WHAT TO WORK ON: Output the material exactly, but drop every image it holds.

DATASET:
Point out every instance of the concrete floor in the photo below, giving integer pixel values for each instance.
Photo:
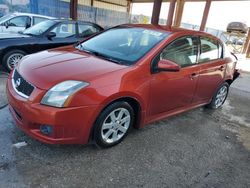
(199, 148)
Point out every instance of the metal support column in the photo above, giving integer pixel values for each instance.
(73, 9)
(179, 12)
(171, 12)
(205, 15)
(247, 42)
(156, 12)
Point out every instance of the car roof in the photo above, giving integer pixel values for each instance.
(170, 29)
(75, 21)
(30, 14)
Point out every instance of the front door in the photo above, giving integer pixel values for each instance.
(212, 69)
(172, 90)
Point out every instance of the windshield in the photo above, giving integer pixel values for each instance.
(40, 28)
(123, 45)
(6, 17)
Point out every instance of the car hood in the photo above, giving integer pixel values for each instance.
(48, 68)
(12, 36)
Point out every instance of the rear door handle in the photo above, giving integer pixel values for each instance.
(194, 75)
(221, 68)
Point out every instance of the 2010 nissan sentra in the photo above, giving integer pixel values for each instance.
(127, 76)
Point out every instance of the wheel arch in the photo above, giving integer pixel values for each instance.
(135, 103)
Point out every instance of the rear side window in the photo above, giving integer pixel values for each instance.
(38, 20)
(86, 30)
(182, 51)
(209, 50)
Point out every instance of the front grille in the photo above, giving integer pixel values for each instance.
(21, 86)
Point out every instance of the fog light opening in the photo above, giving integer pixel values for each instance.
(46, 129)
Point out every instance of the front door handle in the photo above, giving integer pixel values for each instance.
(221, 68)
(194, 75)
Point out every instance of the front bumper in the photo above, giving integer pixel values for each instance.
(70, 125)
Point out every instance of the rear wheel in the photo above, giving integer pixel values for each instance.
(11, 58)
(219, 97)
(113, 124)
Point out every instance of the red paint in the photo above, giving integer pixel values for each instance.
(159, 95)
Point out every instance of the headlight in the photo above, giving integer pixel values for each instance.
(58, 95)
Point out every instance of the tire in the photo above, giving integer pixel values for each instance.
(11, 58)
(113, 124)
(219, 97)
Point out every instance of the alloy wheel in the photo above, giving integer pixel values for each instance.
(115, 125)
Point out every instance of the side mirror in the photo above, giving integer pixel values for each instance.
(6, 24)
(167, 65)
(51, 35)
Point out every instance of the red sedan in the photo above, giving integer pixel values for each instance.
(127, 76)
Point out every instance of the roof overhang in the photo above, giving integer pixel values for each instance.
(151, 1)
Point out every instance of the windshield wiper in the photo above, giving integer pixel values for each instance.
(30, 34)
(101, 55)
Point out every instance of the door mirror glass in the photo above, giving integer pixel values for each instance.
(51, 35)
(167, 65)
(6, 24)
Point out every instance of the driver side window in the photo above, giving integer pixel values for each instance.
(182, 51)
(20, 21)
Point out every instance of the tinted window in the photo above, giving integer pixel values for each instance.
(209, 50)
(20, 21)
(182, 51)
(122, 44)
(38, 20)
(87, 30)
(64, 30)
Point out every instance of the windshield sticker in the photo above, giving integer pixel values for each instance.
(154, 33)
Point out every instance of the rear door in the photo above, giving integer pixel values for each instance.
(212, 68)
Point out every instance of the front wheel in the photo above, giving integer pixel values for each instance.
(219, 97)
(113, 124)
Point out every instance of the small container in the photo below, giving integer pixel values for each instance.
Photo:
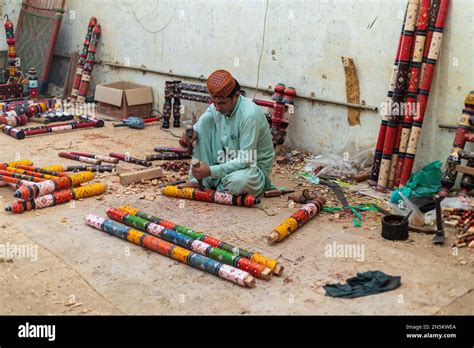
(394, 227)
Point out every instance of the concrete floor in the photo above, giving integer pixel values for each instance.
(81, 270)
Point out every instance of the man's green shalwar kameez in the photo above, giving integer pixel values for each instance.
(238, 149)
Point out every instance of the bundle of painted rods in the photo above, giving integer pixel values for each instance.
(408, 92)
(22, 133)
(186, 245)
(37, 188)
(463, 221)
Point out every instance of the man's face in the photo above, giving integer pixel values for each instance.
(225, 105)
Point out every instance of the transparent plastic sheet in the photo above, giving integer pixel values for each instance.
(345, 163)
(405, 206)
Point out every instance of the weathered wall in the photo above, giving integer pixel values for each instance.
(303, 44)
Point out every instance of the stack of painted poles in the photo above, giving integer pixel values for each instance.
(408, 93)
(22, 133)
(463, 221)
(173, 95)
(210, 196)
(13, 62)
(186, 245)
(463, 135)
(17, 114)
(36, 190)
(86, 62)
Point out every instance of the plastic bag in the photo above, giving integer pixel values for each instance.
(426, 182)
(332, 166)
(417, 218)
(345, 163)
(457, 203)
(359, 156)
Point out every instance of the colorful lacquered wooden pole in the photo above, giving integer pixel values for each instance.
(41, 170)
(167, 156)
(374, 172)
(26, 172)
(408, 107)
(98, 157)
(82, 60)
(89, 66)
(211, 196)
(276, 268)
(403, 62)
(127, 158)
(55, 198)
(62, 169)
(100, 169)
(13, 119)
(171, 149)
(33, 91)
(176, 104)
(169, 90)
(23, 133)
(424, 34)
(171, 250)
(454, 159)
(78, 158)
(424, 91)
(21, 176)
(295, 221)
(467, 182)
(15, 181)
(182, 240)
(19, 163)
(13, 62)
(196, 98)
(56, 184)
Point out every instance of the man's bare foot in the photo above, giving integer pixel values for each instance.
(189, 184)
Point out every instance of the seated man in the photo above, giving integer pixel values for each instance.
(232, 141)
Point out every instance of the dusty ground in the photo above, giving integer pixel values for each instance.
(80, 270)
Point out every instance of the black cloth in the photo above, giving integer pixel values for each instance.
(366, 283)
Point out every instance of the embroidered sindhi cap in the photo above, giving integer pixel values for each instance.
(220, 83)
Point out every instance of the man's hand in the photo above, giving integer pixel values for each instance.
(185, 141)
(201, 171)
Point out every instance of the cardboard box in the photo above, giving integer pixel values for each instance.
(122, 99)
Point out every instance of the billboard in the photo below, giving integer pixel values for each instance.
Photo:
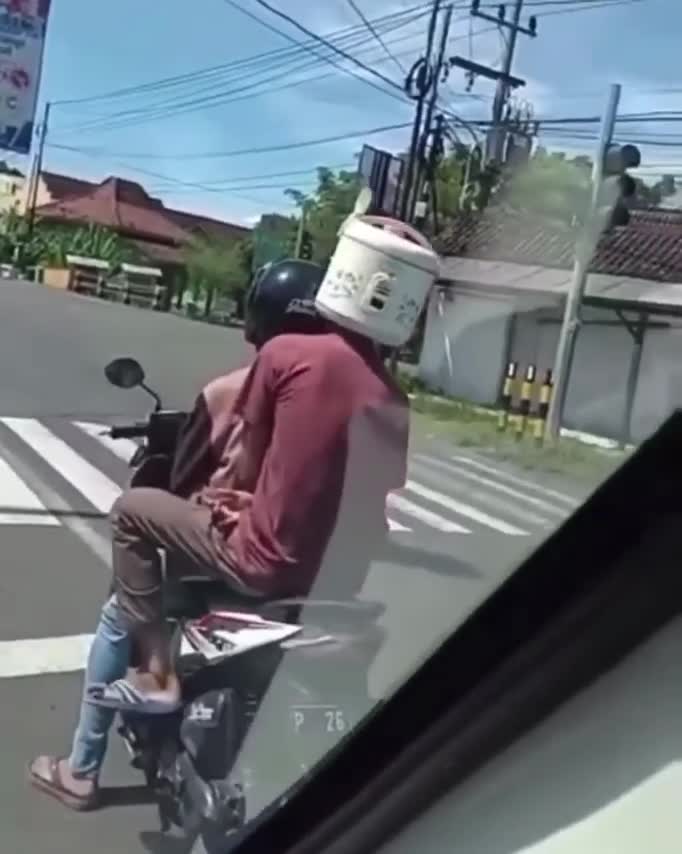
(23, 24)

WRITTEN SOLUTION:
Point out every instance of the concrete floor in the photo below, giving integer pixel values for each instance.
Photo:
(199, 148)
Point out every instance of the metal support column in the photo above, giving integer pixel values for each instance.
(73, 9)
(179, 12)
(171, 12)
(205, 15)
(247, 42)
(156, 12)
Point out every instance of the car roof in the photo above, giving integer pixel values for each instance.
(170, 29)
(75, 21)
(30, 14)
Point out every instance of the front door in the photo above, giving integer pixel values for each instance.
(212, 69)
(172, 90)
Point out every instance of the windshield in the photo above, giving integer pixel values for each instance.
(40, 28)
(123, 45)
(6, 17)
Point out every instance of the car hood in the photo above, giving integer pixel values for each instance.
(48, 68)
(12, 36)
Point out every instance of the rear door handle in the photo above, giving integer pixel values for each instance.
(194, 75)
(221, 68)
Point out every instance of the 2010 nissan sentra in the photo above, giving integer pixel values for each instance.
(127, 76)
Point out every instance of the wheel arch in the photo above, giving integer pixel values for each instance.
(135, 103)
Point out every instance of the rear side window in the photo above, giving integer pixel values for each instance.
(38, 20)
(86, 30)
(182, 51)
(209, 50)
Point out every instance of the front grille in the photo above, giving integer pixel values for each instance.
(21, 86)
Point out every instance of the fog light opening in the photo above, giving integer pixel values for each instance.
(46, 129)
Point out every instance of the front door handle in the photo above, giving integer pixel values for each instance.
(221, 68)
(194, 75)
Point out every instance of the front bumper in the photo above, giving integer pixel values for each instance.
(70, 125)
Point out every instance of the rear wheel in the photo above, giving integer pixel values for each instance.
(11, 58)
(219, 97)
(113, 124)
Point out every instance of the red paint in the photo above, giving integer pixel values for each instance.
(159, 95)
Point out every instance of the headlight in the photo above, giving integer pixel values for each instance.
(58, 95)
Point out every instance of the tire in the photo above, giving integer pixel values for each instance.
(11, 58)
(113, 124)
(219, 97)
Point out every instance of the alloy wheel in the photo above, giving integer pixel values for each instance.
(115, 125)
Point out every instance of the side mirror in the photo above, giving integer pixel values for each instance.
(6, 24)
(167, 65)
(51, 35)
Point out every instance of the red sedan in the photo above, giving integer pixel values for each instance.
(127, 76)
Point out every instance of the roof overhang in the photo above, giving integer pixel values for each instance.
(151, 1)
Point out every instance of the windshield wiper in the photo above, giving integer pixel values for each instance.
(30, 34)
(101, 55)
Point out every instance of the door mirror glass in the photo above, giving integer pixel values for each instance.
(51, 35)
(167, 65)
(6, 24)
Point out every instance of the driver side window in the photo above, giving integer pixel values for each instance.
(182, 51)
(20, 21)
Point out every instance of the tinted window in the photo above, giving integer pixel values for each instance.
(209, 50)
(20, 21)
(182, 51)
(122, 44)
(38, 20)
(87, 30)
(64, 30)
Point out every instance of the windshield sticker in the photo above, giving integer pixel values for each instance.
(154, 33)
Point out every instance of the rear door in the photo above, giving integer pixel values for each instance.
(212, 68)
Point out every instance of the front wheel in the photo above, giving integer pixel values for each instance.
(219, 97)
(113, 124)
Point out every instance of the small container in the photo below, giving integer pixel values for each instance.
Photo:
(394, 227)
Point out every instance of the concrete floor in the photo above, giving integer pixel values for each instance.
(81, 270)
Point out every instance of the man's green shalwar kameez in the photo above, giving integer pixel values for each instance.
(238, 149)
Point out every instance of the bundle of painted rods in the photo above, giving integer pixel values for each instance.
(408, 92)
(22, 133)
(186, 245)
(37, 188)
(463, 221)
Point out every instance of the man's face in the photo above, giving integer pixel values for each instance.
(225, 105)
Point out every instance of the transparent plastic sheet in the photo above, giving integer pixel values for each instance.
(345, 163)
(405, 206)
Point out every instance of the weathered wall in the photo above, giving integer pixel values for each instance.
(303, 44)
Point out every instance of the stack of painted poles in the photo above, giving integer pixel values for each instance.
(408, 93)
(22, 133)
(463, 221)
(173, 95)
(210, 196)
(13, 62)
(186, 245)
(463, 135)
(17, 114)
(36, 190)
(86, 62)
Point out every instance of the plastic bag in the photo above, giving integer pixel values for each instance.
(426, 182)
(332, 166)
(417, 218)
(345, 163)
(457, 203)
(359, 156)
Point out every instance of the colorful lacquered wooden pole in the photo above, giving integer pixel values for each instance.
(41, 170)
(167, 156)
(374, 172)
(26, 172)
(408, 107)
(98, 157)
(82, 60)
(89, 66)
(211, 196)
(276, 268)
(403, 62)
(127, 158)
(55, 198)
(62, 169)
(100, 169)
(13, 119)
(171, 149)
(33, 91)
(176, 104)
(169, 90)
(23, 133)
(424, 34)
(171, 250)
(454, 159)
(78, 158)
(424, 91)
(21, 176)
(295, 221)
(467, 182)
(15, 181)
(182, 240)
(19, 163)
(13, 62)
(196, 98)
(56, 184)
Point out every instance of the man's bare foot in the photo above, giving integer pixel values for each instance.
(189, 184)
Point out every instance of the seated man in the photo above, giving integer pixel values for each instance.
(232, 141)
Point out every instance of the dusty ground in the photo above, giving integer pixel values for each instance.
(80, 270)
Point out every instance of the black cloth in the photo above, giving integer pixel values for each instance.
(366, 283)
Point out every instance of the embroidered sindhi cap in the photo above, giving integer pixel values for each instance.
(220, 83)
Point out every instance of the man's hand in the photo above, giving integer pixel values for each instance.
(185, 141)
(201, 171)
Point out every instance of the cardboard box in the photo above, giving integer pixel values for each instance.
(122, 99)
Point out every instance of the billboard in the photo below, giving integer pixel values for each instance.
Photo:
(23, 24)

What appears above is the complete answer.